EXERCISE BRIEF:
Replace "Report" with "Answer" everywhere in the data below, and write out every line again with nothing else changed. Leave the pictures out of your answer.

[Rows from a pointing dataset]
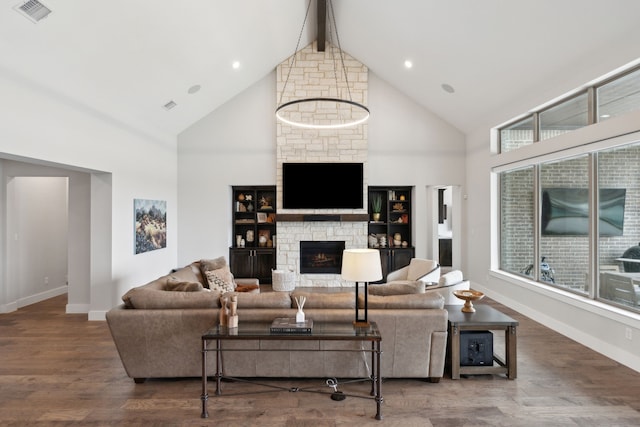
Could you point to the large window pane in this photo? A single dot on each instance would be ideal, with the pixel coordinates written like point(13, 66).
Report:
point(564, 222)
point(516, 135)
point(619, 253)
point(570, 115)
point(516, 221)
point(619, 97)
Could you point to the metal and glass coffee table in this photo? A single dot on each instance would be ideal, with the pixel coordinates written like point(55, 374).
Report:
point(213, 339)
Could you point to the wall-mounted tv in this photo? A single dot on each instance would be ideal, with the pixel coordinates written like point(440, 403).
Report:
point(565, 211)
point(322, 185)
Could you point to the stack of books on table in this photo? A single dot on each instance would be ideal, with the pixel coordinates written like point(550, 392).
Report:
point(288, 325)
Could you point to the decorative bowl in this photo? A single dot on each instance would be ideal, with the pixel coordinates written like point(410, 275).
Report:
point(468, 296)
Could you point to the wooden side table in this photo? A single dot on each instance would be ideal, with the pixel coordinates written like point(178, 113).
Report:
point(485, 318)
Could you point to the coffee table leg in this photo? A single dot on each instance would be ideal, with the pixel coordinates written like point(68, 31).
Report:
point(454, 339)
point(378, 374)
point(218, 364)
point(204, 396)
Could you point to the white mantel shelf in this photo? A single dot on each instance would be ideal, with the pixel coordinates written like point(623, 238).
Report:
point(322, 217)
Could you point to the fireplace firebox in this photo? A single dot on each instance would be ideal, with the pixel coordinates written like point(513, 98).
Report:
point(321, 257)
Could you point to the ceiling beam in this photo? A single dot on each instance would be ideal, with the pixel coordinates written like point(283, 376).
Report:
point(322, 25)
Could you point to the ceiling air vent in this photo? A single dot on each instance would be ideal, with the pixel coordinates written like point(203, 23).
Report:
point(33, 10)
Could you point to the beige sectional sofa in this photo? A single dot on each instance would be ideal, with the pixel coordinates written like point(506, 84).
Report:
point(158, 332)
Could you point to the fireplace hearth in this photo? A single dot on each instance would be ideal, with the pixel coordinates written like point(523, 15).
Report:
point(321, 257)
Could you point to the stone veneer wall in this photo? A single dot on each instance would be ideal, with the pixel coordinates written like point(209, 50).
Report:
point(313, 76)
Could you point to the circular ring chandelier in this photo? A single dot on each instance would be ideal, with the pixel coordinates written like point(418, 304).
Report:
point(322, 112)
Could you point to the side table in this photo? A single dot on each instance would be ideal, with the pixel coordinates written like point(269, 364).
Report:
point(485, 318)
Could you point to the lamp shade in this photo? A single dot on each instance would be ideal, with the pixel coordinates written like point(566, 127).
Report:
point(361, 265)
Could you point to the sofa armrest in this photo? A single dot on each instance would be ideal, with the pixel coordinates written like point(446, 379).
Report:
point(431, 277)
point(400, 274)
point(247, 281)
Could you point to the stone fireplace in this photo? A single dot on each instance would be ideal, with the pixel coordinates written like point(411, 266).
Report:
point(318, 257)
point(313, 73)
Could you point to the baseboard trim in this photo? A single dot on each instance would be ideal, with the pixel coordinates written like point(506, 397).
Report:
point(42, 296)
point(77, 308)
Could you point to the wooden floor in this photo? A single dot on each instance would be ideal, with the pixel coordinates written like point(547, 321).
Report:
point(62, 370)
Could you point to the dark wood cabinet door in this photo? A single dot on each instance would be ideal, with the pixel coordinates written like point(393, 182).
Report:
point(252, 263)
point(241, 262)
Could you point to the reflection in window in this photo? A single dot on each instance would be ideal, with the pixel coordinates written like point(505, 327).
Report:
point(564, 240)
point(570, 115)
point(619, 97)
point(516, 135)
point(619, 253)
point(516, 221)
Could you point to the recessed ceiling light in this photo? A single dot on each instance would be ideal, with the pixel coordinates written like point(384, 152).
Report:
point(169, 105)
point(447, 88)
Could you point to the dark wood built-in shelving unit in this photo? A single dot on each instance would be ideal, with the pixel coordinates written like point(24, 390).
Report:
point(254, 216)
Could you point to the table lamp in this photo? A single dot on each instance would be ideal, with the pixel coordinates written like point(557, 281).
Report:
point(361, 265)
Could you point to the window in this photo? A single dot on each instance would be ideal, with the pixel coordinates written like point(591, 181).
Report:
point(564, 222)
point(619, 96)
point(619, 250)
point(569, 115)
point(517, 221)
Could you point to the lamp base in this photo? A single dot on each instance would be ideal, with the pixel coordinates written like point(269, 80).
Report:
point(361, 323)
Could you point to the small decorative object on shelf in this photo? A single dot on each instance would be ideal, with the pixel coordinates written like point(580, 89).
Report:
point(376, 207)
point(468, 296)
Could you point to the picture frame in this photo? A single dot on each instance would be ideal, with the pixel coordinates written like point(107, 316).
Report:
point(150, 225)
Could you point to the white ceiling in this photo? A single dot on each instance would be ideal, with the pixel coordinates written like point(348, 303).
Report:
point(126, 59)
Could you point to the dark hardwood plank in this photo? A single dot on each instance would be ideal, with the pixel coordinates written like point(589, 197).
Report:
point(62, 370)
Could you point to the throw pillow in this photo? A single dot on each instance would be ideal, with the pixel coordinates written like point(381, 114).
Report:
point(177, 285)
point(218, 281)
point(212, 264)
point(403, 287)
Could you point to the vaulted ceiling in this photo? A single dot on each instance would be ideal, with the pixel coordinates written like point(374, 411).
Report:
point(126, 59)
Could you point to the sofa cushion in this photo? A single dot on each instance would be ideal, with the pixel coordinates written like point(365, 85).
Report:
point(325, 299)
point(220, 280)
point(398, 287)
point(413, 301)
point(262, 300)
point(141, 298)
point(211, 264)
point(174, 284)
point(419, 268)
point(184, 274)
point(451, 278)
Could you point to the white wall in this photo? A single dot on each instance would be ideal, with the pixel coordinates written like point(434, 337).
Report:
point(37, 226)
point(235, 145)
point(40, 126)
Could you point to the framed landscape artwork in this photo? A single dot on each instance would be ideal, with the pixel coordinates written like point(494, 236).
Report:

OUTPUT FOR THIS TASK:
Could you point to the large window pane in this photo? A single dot on each instance would be ideal, with the pixel coordinates written like point(13, 66).
Answer:
point(564, 222)
point(516, 135)
point(619, 253)
point(570, 115)
point(516, 221)
point(619, 97)
Could you point to the metal and glass coffee table in this photo? A single dot on each instance would be ideal, with the pixel coordinates written like point(55, 374).
Answer:
point(213, 339)
Could you point to the wall-mounted tv in this photo? A single dot on each instance would be ideal, with the pixel coordinates written like point(440, 403).
Answer:
point(565, 211)
point(322, 185)
Could you point to the stack of books on table in this photo? A single dot on each instance would be ideal, with the pixel coordinates written like point(550, 392).
Answer:
point(288, 325)
Could you point to the decorative bowl in this photo? A single dot on each instance would be ideal, with the pixel coordinates written like point(410, 275).
Answer:
point(468, 296)
Could you point to the wooden side table in this photo? A single dot on each instance would be ideal, with the pixel coordinates written like point(178, 113).
Answer:
point(485, 318)
Could you point to the coffee table leg in this photo? A single dot on each instance would be ideal, with the pixel coordinates written like point(68, 31).
Answer:
point(454, 339)
point(378, 374)
point(218, 364)
point(204, 396)
Could you point to the white mantel shelf in this photo? A single dot on each instance would be ideal, with the pixel coordinates written like point(623, 238).
Answer:
point(322, 217)
Could you point to the fireplace firebox in this photo? A single dot on each instance would be ideal, with the pixel coordinates written like point(513, 98).
Answer:
point(321, 257)
Could you point to the ceiling beam in this photo? A single dot on each instance would be ideal, with the pixel coordinates written like point(283, 376).
Answer:
point(322, 25)
Could you point to the ceiling air vent in this photo? A single dot on each instance would be ideal, with the pixel coordinates written like point(203, 23).
Answer:
point(33, 10)
Could you point to the beige sectional sofa in this photo? A single dot on each instance would be ideal, with the pixel coordinates written like point(506, 84).
Answer:
point(158, 332)
Could you point to the fireplace hearth in this photo? A single dot on each instance would be ideal, with the pixel coordinates written like point(523, 15).
Answer:
point(321, 257)
Could you point to the stone veneer wall in this photo? A single dot on each instance would be ideal, with the pixel coordinates written like point(209, 50).
Answer:
point(313, 76)
Could you point to the circular ring chandelier in this photo? A single dot on each instance would be ideal, with the pixel coordinates written like point(418, 304).
Answer:
point(322, 112)
Could you point to the side table in this photo? A single dot on each instance would be ideal, with the pixel coordinates written like point(269, 364).
Answer:
point(485, 318)
Could you point to the lamp shade in this photo? A single dot on each instance would be ideal, with the pixel coordinates written like point(566, 127).
Answer:
point(361, 265)
Could you point to the sofa armrest in this photo? A single dot on each instance would be ideal, with the pixel coordinates written like point(446, 379).
Answer:
point(431, 277)
point(400, 274)
point(247, 281)
Could you point to the stone fireplace in this photo? A single dot on each instance would be ideal, with the pixel coordinates written like point(411, 266).
Answer:
point(318, 257)
point(313, 73)
Could you point to the baseboard trim in this photo? A single dot on each instance would be ideal, with the pixel coordinates written like point(506, 397).
Answer:
point(42, 296)
point(77, 308)
Could you point to the wooden floor in this photo? A single dot on each instance would be ideal, with the pixel coordinates written like point(547, 321).
Answer:
point(62, 370)
Could you point to the dark wood cabinet door in this photo? A single dot on each instance would be ideal, with the pixel coordinates written like point(393, 182).
Answer:
point(252, 263)
point(241, 262)
Could you point to the reflection in window in this photo? A single dot on each instance would be ideal, with the pixel coordinates written like point(505, 327).
Answer:
point(564, 240)
point(570, 115)
point(619, 97)
point(516, 135)
point(619, 253)
point(516, 221)
Could you point to the recessed ceiling light in this photo? A single dot on each instance would be ideal, with the pixel coordinates written like point(384, 152).
Answer:
point(169, 105)
point(447, 88)
Could you point to the dark wood built-in shelving unit in this photo? A single dot on each instance would be ideal, with the pixel coordinates written like point(24, 390).
Answer:
point(254, 216)
Could you point to the table lamp in this photo? A single dot on each instance would be ideal, with the pixel coordinates written like point(557, 281).
Answer:
point(361, 265)
Could you point to the window in this photo? A single dot on each instance would be ideal, with the pixel coordinates written like point(591, 181).
Answer:
point(564, 222)
point(619, 96)
point(619, 250)
point(569, 115)
point(517, 221)
Could you point to the lamp base in this photo? A single dot on each instance would be ideal, with the pixel coordinates written like point(269, 80).
Answer:
point(361, 323)
Could you point to the small decorative object on shelf in this photo? A single dot on each instance would be ideal, with the pixel coordinates written like point(580, 89).
Answer:
point(376, 207)
point(468, 296)
Could you point to the picture frame in this photo? A single dot on each instance would be ideal, with the pixel coordinates written like point(107, 316).
Answer:
point(150, 225)
Could you point to the white ceiling in this photo? A single dot on each instance would be ideal, with the pixel coordinates written like point(348, 303).
Answer:
point(126, 59)
Could you point to the dark hardwood plank in this photo? A single dot on each instance would be ideal, with the pixel coordinates written like point(589, 197).
Answer:
point(62, 370)
Could you point to the throw pillow in this photo? A single dot on each instance would be ideal, with the pixel coordinates written like point(381, 114).
Answer:
point(177, 285)
point(218, 281)
point(212, 264)
point(403, 287)
Could you point to the vaulted ceiling in this photo? A single dot on each instance would be ideal, with the pixel coordinates written like point(374, 411).
Answer:
point(126, 59)
Could you point to the sofa cushion in this photo? A single dot on each instance would be ideal, with the pixel coordinates written like point(365, 85).
Answer:
point(325, 299)
point(220, 280)
point(398, 287)
point(413, 301)
point(262, 300)
point(141, 298)
point(211, 264)
point(174, 284)
point(419, 268)
point(184, 274)
point(451, 278)
Could you point to the white wall in this photo? A single dot on each instance would be ideal, with the pixel coordinates written like point(434, 337).
Answer:
point(37, 226)
point(235, 145)
point(40, 126)
Could you point to the framed landscape artwork in this photo? A single dot on each instance would be ideal, with the pixel coordinates written like point(494, 236).
Answer:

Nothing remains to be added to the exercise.